(Source records)

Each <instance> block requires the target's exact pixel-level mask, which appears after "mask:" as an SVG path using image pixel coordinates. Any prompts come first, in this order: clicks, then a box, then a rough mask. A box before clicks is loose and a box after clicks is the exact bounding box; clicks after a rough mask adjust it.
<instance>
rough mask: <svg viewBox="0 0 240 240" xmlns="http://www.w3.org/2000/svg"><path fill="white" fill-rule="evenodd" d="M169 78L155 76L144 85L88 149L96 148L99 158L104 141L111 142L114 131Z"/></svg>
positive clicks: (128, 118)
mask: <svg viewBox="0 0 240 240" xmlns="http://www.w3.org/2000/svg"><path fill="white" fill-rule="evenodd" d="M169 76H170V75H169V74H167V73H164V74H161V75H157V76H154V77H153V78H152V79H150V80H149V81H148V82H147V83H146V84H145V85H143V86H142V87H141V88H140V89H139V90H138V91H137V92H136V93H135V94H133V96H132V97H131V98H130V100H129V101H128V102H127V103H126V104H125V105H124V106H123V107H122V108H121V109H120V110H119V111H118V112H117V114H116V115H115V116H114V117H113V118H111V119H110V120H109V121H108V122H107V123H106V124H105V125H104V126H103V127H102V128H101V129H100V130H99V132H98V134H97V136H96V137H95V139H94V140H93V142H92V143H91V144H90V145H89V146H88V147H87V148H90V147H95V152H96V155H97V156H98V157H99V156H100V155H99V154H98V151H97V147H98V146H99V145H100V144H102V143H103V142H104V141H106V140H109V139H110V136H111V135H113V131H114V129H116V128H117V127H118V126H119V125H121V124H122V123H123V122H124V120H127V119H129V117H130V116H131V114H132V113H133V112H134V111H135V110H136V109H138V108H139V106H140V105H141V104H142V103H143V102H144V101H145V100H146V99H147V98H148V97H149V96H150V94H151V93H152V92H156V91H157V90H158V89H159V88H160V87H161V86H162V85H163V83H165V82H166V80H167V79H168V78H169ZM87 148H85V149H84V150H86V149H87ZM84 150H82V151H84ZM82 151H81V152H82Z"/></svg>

WORK TO COMPLETE: Copy every line of the records above, character for character, without changing anything.

THE ANSWER:
Each <instance> block requires the target's exact pixel-level mask, which appears after "mask:" as an SVG path using image pixel coordinates. Any prompts come first, in this order: clicks, then a box, then a rough mask. A box before clicks is loose and a box after clicks is the exact bounding box; clicks after a rough mask adjust it.
<instance>
rough mask: <svg viewBox="0 0 240 240" xmlns="http://www.w3.org/2000/svg"><path fill="white" fill-rule="evenodd" d="M169 78L155 76L144 85L88 149L96 148L99 158L104 141L111 142L114 131Z"/></svg>
positive clicks: (128, 118)
mask: <svg viewBox="0 0 240 240" xmlns="http://www.w3.org/2000/svg"><path fill="white" fill-rule="evenodd" d="M169 76H170V75H169V74H167V73H164V74H161V75H157V76H154V77H153V78H152V79H150V80H149V81H148V82H147V83H146V84H145V85H143V86H142V87H141V88H140V89H139V90H138V91H137V92H136V93H135V94H133V96H132V97H131V98H130V100H129V101H128V102H127V103H126V104H125V105H124V106H123V107H122V108H121V109H120V110H119V111H118V112H117V114H116V115H115V116H114V117H113V118H111V119H110V120H109V121H108V122H107V123H106V124H105V125H104V126H103V127H102V128H101V129H100V130H99V132H98V134H97V136H96V137H95V139H94V140H93V142H92V143H91V144H90V145H89V146H88V147H87V148H90V147H95V152H96V155H97V156H98V157H99V156H100V155H99V154H98V151H97V147H98V146H99V145H100V144H102V143H103V142H104V141H106V140H109V139H110V136H111V135H113V131H114V129H116V128H117V127H118V126H119V125H121V124H122V123H123V122H124V120H127V119H129V117H130V116H131V114H132V113H133V112H134V111H135V110H136V109H138V108H139V106H140V105H141V104H142V103H143V102H144V101H145V100H146V99H147V98H148V97H149V96H150V94H151V93H152V92H156V91H157V90H158V89H159V88H160V87H161V86H162V85H163V83H165V82H166V80H167V79H168V78H169ZM87 148H85V149H84V150H86V149H87ZM84 150H82V151H84ZM82 151H81V152H82Z"/></svg>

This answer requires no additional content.